Written instruction:
Emit only the lines from the line containing "Mark every instance of the bush" through the last line of the entries, unchanged.
** START OF Data excerpts **
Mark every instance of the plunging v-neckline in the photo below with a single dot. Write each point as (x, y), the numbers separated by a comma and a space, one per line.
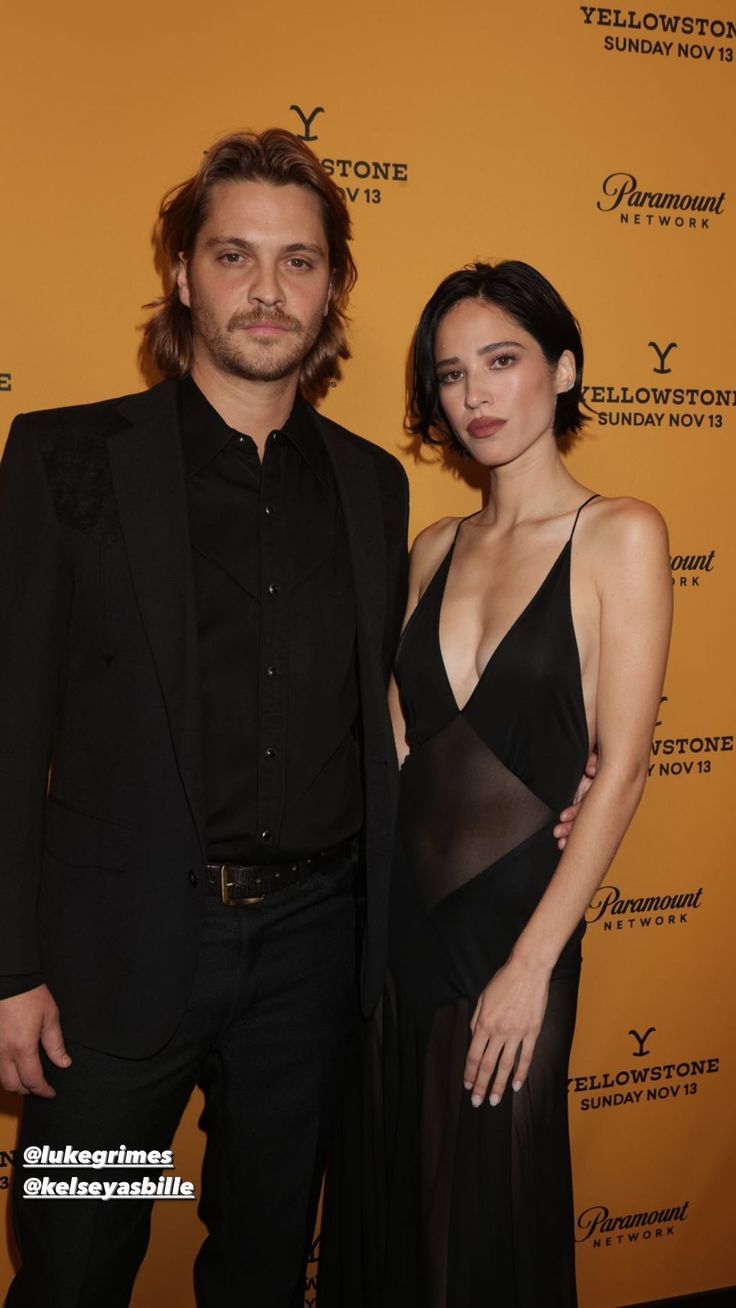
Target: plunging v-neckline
(446, 567)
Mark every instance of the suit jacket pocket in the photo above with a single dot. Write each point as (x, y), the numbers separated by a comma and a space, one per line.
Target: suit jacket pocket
(81, 840)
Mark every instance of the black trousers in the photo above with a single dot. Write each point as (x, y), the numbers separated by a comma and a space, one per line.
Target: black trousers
(266, 1032)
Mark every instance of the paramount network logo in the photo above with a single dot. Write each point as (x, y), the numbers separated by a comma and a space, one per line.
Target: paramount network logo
(621, 194)
(604, 1228)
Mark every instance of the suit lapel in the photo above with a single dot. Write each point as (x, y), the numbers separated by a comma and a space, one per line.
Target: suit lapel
(148, 476)
(360, 497)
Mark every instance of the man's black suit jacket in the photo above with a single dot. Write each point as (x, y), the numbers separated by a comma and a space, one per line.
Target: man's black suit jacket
(101, 818)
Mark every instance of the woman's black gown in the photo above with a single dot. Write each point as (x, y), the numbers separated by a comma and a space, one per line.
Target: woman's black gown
(466, 1206)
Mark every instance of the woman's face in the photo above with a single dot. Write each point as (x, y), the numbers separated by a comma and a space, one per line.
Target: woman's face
(496, 387)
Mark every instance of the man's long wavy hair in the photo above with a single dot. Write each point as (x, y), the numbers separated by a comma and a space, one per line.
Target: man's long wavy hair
(279, 158)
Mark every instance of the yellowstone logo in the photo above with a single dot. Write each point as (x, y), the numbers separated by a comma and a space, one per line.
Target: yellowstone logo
(603, 1228)
(307, 135)
(639, 1083)
(662, 355)
(660, 406)
(362, 181)
(641, 1050)
(638, 207)
(686, 755)
(664, 35)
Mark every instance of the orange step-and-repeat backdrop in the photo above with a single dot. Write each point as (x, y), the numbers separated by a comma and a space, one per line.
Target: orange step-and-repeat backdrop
(595, 143)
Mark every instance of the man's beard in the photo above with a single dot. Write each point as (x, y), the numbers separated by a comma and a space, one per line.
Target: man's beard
(262, 359)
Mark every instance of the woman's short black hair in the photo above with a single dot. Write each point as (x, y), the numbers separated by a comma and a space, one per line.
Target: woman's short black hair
(526, 296)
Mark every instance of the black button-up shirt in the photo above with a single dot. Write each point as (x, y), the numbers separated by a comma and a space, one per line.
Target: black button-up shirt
(276, 624)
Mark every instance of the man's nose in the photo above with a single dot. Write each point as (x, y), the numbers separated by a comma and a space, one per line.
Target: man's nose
(266, 287)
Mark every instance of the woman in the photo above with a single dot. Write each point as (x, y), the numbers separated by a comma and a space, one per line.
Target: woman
(536, 628)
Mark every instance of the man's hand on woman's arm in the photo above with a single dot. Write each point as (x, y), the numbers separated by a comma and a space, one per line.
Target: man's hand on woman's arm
(26, 1022)
(568, 815)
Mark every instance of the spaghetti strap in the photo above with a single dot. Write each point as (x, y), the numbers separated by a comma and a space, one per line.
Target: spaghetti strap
(596, 496)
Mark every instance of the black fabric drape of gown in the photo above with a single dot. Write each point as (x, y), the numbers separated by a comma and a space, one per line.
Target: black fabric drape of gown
(430, 1202)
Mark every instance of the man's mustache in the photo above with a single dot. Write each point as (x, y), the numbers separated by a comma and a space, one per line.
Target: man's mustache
(260, 315)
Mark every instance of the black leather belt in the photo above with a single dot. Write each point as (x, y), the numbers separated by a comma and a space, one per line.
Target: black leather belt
(239, 884)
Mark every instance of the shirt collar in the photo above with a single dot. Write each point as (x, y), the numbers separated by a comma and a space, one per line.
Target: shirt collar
(205, 433)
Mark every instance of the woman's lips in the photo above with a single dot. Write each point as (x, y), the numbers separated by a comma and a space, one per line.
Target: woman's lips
(484, 427)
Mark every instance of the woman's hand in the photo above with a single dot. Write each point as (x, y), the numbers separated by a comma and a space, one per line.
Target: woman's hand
(506, 1024)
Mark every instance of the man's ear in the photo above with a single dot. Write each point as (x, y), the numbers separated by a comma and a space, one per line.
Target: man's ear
(182, 280)
(565, 372)
(330, 294)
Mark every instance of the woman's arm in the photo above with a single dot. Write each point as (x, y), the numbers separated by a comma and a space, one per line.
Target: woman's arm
(426, 553)
(635, 604)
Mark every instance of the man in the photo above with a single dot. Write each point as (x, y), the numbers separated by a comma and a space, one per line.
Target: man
(204, 586)
(200, 590)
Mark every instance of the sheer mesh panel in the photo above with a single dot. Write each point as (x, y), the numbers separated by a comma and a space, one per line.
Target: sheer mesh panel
(462, 810)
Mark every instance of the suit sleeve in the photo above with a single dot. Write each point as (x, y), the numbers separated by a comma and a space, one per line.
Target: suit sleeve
(398, 561)
(34, 607)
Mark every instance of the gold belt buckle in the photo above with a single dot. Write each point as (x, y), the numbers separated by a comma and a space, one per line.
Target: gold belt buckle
(232, 900)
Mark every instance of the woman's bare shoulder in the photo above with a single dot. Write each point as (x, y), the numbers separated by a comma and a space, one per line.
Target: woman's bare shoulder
(622, 531)
(622, 519)
(430, 547)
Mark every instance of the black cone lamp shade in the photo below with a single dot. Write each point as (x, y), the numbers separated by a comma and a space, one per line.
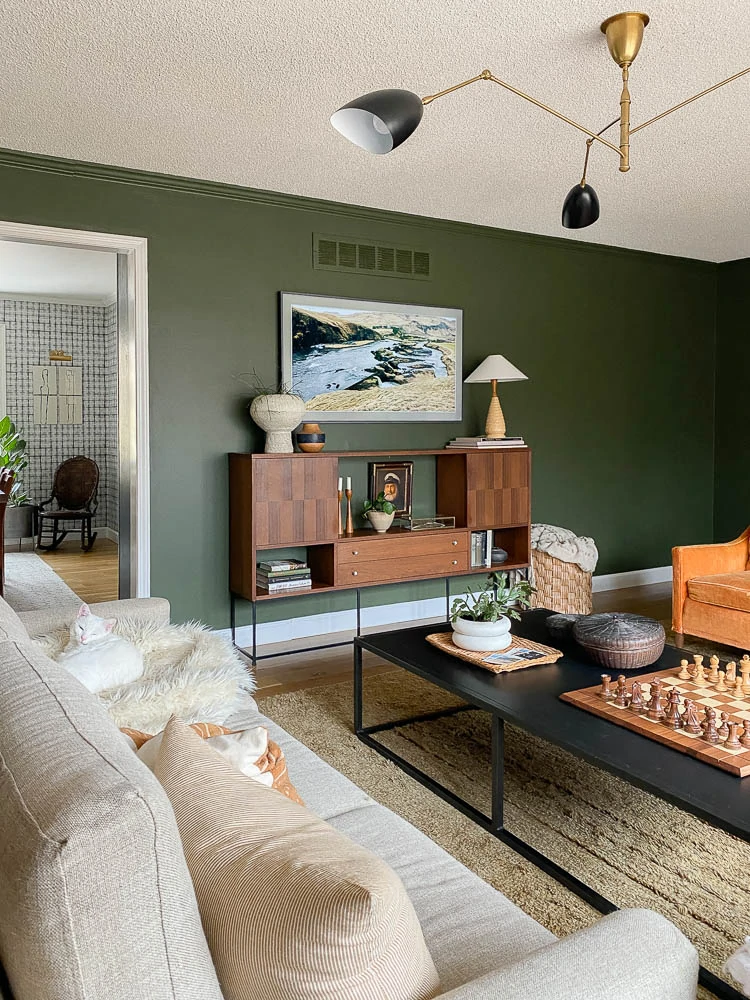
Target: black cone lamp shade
(380, 121)
(581, 207)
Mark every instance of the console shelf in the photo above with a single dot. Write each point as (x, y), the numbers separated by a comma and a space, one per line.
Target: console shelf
(290, 501)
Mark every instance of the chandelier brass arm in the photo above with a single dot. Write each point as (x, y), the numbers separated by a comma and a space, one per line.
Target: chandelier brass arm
(380, 121)
(695, 97)
(488, 75)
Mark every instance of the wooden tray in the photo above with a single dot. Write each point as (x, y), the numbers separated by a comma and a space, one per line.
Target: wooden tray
(444, 641)
(738, 709)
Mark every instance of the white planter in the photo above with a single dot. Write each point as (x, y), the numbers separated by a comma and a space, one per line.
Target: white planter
(483, 637)
(278, 414)
(380, 521)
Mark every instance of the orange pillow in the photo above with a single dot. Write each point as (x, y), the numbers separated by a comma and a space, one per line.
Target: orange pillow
(272, 761)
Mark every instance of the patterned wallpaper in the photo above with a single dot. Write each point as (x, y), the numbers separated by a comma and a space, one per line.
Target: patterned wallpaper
(89, 334)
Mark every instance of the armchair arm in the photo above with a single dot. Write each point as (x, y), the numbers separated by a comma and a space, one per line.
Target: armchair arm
(689, 561)
(629, 954)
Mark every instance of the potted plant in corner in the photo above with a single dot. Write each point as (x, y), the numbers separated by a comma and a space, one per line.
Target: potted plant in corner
(481, 620)
(19, 514)
(379, 512)
(276, 409)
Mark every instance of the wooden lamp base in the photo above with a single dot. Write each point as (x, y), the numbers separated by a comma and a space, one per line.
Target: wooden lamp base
(495, 423)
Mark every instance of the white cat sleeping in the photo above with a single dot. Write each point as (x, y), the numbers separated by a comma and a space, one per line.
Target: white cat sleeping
(96, 657)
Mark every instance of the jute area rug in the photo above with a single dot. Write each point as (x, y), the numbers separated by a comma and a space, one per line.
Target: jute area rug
(635, 849)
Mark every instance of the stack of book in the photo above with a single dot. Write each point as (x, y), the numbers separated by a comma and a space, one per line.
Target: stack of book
(277, 575)
(483, 442)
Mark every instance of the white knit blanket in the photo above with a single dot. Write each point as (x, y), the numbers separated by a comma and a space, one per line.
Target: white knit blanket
(563, 544)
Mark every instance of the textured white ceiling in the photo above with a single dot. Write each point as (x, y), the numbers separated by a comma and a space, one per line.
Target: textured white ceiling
(242, 92)
(57, 273)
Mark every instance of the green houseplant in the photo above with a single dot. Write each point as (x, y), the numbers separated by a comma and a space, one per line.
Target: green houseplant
(481, 620)
(379, 512)
(19, 513)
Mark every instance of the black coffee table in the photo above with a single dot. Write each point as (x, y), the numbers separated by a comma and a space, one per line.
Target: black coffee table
(529, 700)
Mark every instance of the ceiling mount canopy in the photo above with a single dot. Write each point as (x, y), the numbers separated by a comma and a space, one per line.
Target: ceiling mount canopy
(382, 120)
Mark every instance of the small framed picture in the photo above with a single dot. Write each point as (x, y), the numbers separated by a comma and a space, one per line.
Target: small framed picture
(394, 479)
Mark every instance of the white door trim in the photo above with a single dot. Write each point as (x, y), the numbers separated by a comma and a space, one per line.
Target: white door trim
(135, 249)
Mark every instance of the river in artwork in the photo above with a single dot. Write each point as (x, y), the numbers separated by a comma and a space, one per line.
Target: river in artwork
(326, 369)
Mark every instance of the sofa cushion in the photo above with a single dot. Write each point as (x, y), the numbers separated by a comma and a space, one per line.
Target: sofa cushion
(11, 627)
(95, 896)
(725, 590)
(291, 908)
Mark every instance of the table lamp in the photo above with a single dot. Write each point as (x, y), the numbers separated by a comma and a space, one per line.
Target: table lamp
(495, 368)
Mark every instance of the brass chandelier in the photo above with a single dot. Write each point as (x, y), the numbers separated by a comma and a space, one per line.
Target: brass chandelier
(382, 120)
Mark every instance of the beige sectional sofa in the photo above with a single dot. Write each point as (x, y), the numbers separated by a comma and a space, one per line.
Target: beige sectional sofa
(96, 902)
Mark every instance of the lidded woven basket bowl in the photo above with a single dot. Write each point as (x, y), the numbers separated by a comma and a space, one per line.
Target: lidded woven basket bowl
(620, 641)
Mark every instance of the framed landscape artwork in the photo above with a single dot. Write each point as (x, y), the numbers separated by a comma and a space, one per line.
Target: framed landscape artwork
(355, 360)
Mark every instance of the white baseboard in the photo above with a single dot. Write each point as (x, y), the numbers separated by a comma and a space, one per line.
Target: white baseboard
(633, 578)
(406, 611)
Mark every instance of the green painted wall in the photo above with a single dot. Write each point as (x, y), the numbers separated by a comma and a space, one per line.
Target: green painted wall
(732, 503)
(618, 346)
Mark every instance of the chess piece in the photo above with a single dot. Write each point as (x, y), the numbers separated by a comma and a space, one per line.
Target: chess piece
(732, 742)
(621, 698)
(656, 702)
(672, 716)
(690, 720)
(636, 697)
(723, 729)
(713, 670)
(710, 734)
(745, 674)
(699, 673)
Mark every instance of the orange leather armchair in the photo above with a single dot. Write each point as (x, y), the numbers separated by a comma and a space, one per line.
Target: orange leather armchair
(711, 591)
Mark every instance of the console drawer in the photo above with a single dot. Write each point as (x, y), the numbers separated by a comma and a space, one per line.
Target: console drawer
(412, 545)
(390, 570)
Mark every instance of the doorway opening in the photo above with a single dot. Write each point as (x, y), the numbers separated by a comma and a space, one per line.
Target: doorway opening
(73, 381)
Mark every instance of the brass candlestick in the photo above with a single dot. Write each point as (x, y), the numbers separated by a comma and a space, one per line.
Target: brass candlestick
(349, 521)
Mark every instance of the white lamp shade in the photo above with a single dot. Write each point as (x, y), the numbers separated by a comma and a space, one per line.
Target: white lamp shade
(496, 367)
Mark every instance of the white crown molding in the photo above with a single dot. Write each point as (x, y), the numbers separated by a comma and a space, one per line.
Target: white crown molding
(63, 300)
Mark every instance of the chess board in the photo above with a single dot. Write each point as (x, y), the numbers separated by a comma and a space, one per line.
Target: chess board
(737, 708)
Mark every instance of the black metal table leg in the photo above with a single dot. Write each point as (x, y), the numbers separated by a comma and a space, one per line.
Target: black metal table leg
(498, 773)
(357, 688)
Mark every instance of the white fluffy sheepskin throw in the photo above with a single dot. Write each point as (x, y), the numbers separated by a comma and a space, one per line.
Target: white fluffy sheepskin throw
(191, 672)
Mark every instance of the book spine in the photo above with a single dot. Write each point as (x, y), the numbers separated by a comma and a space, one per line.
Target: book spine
(281, 566)
(275, 588)
(289, 574)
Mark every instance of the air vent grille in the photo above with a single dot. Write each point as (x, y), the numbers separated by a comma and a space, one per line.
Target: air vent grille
(337, 253)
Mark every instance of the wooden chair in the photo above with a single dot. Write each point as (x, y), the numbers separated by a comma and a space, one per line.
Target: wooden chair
(6, 483)
(74, 492)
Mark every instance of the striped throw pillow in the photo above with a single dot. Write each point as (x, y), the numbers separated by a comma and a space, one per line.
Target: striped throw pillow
(291, 908)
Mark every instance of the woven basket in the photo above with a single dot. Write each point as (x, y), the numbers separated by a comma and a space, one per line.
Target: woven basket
(560, 586)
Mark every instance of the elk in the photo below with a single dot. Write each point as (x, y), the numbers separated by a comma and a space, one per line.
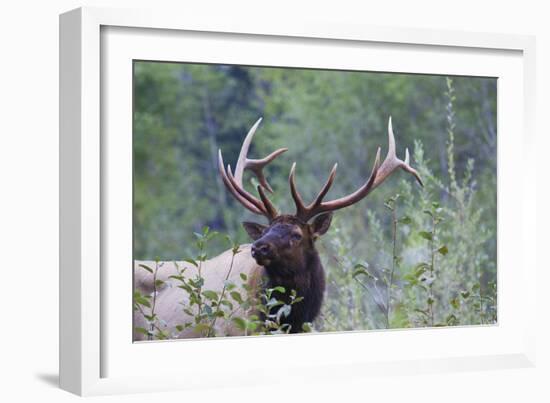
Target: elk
(283, 251)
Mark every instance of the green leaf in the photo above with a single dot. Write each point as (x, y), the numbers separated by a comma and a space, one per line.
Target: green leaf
(211, 295)
(236, 296)
(226, 303)
(280, 289)
(143, 266)
(455, 303)
(142, 330)
(443, 250)
(239, 322)
(192, 261)
(426, 235)
(201, 327)
(405, 220)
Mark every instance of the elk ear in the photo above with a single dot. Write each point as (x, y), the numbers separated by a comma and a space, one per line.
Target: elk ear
(254, 230)
(321, 224)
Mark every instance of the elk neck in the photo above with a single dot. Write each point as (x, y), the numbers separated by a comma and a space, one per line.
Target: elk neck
(307, 278)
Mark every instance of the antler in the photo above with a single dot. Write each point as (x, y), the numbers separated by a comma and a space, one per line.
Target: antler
(234, 183)
(378, 174)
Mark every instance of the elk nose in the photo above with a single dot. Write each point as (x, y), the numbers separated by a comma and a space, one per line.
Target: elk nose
(261, 249)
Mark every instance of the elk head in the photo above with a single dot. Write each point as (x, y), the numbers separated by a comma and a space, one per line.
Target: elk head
(287, 240)
(285, 247)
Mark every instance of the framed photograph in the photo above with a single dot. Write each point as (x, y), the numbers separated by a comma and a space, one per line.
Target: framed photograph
(236, 198)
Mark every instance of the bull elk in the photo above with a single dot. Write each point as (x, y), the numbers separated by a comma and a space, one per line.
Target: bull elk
(283, 251)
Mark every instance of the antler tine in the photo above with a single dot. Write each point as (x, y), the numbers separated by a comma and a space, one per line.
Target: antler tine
(241, 190)
(303, 211)
(234, 183)
(254, 165)
(233, 190)
(378, 174)
(391, 162)
(257, 166)
(270, 208)
(300, 206)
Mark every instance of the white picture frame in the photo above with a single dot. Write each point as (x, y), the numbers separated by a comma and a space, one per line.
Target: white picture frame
(96, 357)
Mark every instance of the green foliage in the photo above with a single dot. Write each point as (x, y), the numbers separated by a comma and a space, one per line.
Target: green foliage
(406, 257)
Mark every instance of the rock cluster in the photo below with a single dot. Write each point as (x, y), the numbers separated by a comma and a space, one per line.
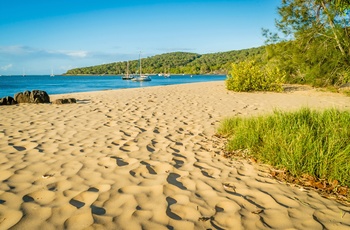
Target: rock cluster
(36, 96)
(7, 101)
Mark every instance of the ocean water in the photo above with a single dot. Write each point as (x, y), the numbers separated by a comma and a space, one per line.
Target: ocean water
(10, 85)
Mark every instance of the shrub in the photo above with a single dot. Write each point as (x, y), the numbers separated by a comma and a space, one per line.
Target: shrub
(303, 142)
(251, 76)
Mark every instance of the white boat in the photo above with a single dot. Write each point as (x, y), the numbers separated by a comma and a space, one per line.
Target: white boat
(141, 77)
(127, 76)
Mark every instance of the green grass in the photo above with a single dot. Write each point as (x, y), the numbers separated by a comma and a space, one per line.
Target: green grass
(307, 141)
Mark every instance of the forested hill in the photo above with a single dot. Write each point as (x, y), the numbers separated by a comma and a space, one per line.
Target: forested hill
(176, 63)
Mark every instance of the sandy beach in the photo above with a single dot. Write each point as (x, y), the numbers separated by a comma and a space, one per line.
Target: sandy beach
(148, 159)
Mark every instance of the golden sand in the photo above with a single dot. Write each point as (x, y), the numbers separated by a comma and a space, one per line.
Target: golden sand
(147, 159)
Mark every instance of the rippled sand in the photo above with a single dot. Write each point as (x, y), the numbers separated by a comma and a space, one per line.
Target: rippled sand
(147, 159)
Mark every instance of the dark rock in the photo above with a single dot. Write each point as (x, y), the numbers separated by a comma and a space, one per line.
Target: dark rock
(7, 101)
(64, 101)
(36, 96)
(23, 97)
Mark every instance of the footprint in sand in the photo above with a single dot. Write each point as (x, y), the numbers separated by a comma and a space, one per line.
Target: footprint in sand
(120, 162)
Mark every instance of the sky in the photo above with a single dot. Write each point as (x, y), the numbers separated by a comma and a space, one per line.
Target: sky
(44, 36)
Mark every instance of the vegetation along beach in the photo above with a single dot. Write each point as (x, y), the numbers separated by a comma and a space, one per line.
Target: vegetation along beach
(268, 147)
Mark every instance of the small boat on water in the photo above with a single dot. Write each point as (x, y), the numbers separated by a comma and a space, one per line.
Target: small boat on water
(127, 76)
(141, 77)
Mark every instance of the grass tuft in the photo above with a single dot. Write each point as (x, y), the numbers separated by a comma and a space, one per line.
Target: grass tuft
(302, 142)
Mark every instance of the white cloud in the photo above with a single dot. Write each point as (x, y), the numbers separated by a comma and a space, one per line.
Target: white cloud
(76, 54)
(6, 67)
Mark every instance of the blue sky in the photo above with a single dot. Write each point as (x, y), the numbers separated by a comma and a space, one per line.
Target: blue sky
(37, 36)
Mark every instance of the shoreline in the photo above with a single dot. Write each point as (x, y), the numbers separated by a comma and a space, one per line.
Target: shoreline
(146, 158)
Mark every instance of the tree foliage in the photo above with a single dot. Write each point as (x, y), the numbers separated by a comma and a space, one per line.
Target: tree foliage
(250, 75)
(316, 48)
(176, 63)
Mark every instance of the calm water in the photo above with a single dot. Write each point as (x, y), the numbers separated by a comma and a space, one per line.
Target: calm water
(9, 85)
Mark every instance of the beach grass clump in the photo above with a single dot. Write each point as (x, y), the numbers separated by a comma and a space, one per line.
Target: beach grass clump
(304, 142)
(250, 75)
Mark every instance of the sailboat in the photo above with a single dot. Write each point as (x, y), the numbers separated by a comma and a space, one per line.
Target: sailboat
(127, 76)
(141, 77)
(167, 75)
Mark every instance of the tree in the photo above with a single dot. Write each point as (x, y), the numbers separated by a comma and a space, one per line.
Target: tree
(317, 41)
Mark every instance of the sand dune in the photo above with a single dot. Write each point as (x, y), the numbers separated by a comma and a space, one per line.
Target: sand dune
(147, 159)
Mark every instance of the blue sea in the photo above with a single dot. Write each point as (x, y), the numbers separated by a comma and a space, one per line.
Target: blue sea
(10, 85)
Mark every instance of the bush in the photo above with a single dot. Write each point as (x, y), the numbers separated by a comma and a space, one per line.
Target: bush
(303, 142)
(251, 76)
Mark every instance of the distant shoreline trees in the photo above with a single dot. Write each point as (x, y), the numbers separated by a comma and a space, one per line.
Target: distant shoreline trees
(175, 63)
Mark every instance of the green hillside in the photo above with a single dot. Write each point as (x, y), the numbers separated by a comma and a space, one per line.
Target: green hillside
(176, 63)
** END OF Data excerpts **
Finished task:
Mark every instance of the bush in the photo above with a single dot. Write each point as (x, y), the numbers separated by a comma and a space, one per line.
Target: bush
(303, 142)
(251, 76)
Mark every instance of the distant shoreline trees in the photo above with a single dot. Write each point as (x, y), the numbers separated by a comma and a space, one per line.
Target: distant shoreline trees
(175, 63)
Mark every instance of the green hillside in the photo above with a single dot. Write each point as (x, y), the numbers separated by a comma and a space, one per line.
Target: green hillside
(176, 63)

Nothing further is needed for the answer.